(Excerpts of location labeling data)
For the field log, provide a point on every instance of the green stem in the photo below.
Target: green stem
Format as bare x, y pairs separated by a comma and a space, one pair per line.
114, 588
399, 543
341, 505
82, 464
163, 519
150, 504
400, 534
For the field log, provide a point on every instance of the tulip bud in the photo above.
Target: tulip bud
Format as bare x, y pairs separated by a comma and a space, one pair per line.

## Written exercise
Copy out all lines of the items above, requests included, increasing every coordinate in the answers by 101.

## Final result
For the field log, provide a point on every instance of the green stem in the photo below.
Target: green stem
Format as bare x, y pairs separated by a comma and a space, one pair per line.
215, 689
500, 644
442, 606
183, 565
264, 620
251, 605
501, 635
For the field log, provide a point on every instance of the tulip bud in the photo above.
Target: tulip bud
Format as bare x, y pairs separated by a comma and a space, one pair per line.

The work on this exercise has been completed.